### TASK STATEMENT
Render the material from the line containing "Point out the tree." through the line containing "[0,0,768,409]" as a Markdown table with the columns Row and Text. Give each line its own numbered row, skip blank lines, and leave out the pictures.

## Start INPUT RECORDS

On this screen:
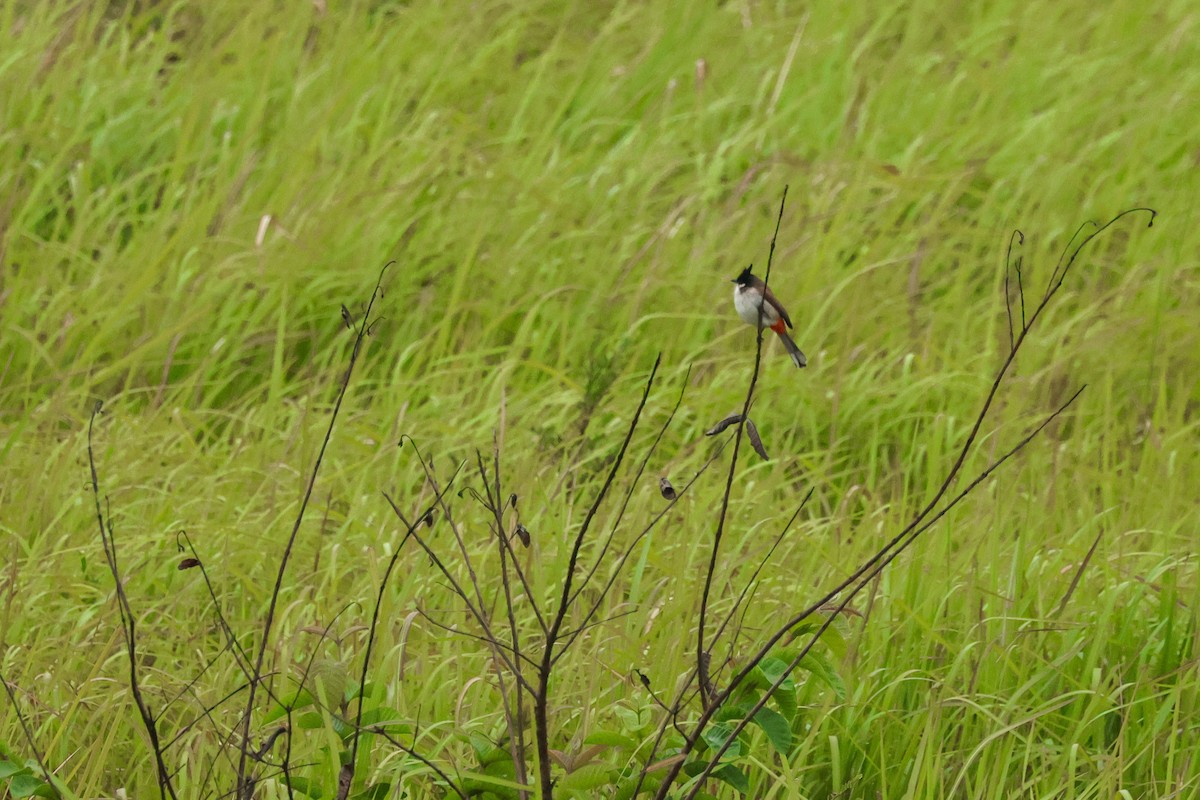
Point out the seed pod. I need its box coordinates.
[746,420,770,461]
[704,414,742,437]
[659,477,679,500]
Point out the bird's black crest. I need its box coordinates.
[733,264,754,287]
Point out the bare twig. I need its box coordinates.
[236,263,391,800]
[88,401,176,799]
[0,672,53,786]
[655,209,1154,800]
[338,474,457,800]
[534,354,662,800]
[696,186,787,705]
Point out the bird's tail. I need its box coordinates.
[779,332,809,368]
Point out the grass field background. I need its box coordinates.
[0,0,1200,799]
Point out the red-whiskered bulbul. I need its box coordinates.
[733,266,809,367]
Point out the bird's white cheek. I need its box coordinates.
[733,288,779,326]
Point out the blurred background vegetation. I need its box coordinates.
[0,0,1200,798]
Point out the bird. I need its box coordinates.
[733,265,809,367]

## End INPUT RECORDS
## Start INPUT RECORDS

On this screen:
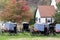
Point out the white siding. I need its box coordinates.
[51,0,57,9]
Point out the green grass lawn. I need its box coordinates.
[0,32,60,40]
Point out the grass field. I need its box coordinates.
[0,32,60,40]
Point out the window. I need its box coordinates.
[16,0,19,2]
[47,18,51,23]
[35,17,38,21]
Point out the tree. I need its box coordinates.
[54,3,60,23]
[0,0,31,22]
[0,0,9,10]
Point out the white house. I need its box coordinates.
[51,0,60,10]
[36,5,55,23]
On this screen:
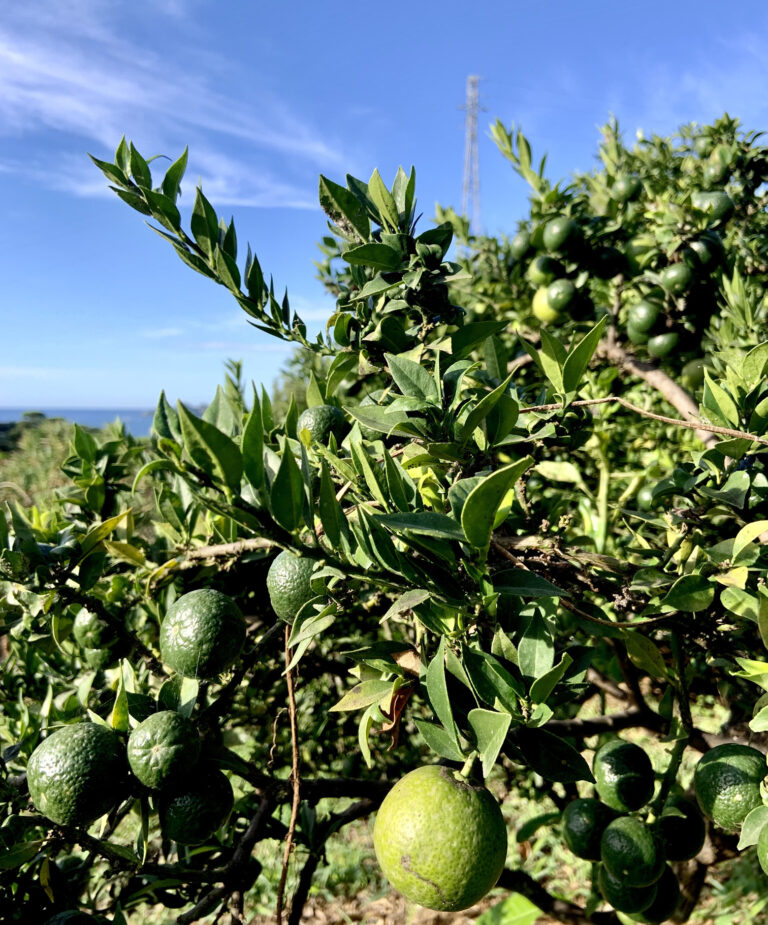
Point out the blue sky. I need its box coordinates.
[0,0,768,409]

## End INPUT RECORDS
## Start INPUT RECORDS

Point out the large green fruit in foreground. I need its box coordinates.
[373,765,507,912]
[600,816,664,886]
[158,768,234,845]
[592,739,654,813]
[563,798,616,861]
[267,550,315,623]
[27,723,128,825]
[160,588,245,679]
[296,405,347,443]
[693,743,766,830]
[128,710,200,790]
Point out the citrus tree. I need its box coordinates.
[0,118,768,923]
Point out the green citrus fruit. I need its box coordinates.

## End INPUT RECORDS

### FINISHED ANSWER
| Row | Text |
|---|---|
| 1 | Point out the tree. I need its box coordinates. |
| 2 | [54,3,60,23] |
| 3 | [0,0,31,22] |
| 4 | [0,0,9,10] |
| 5 | Point out the white house. I need its box coordinates. |
| 6 | [51,0,60,10] |
| 7 | [36,5,55,23] |
| 8 | On this screen: |
| 9 | Point out the blue sky. I need its box coordinates. |
| 10 | [0,0,768,409] |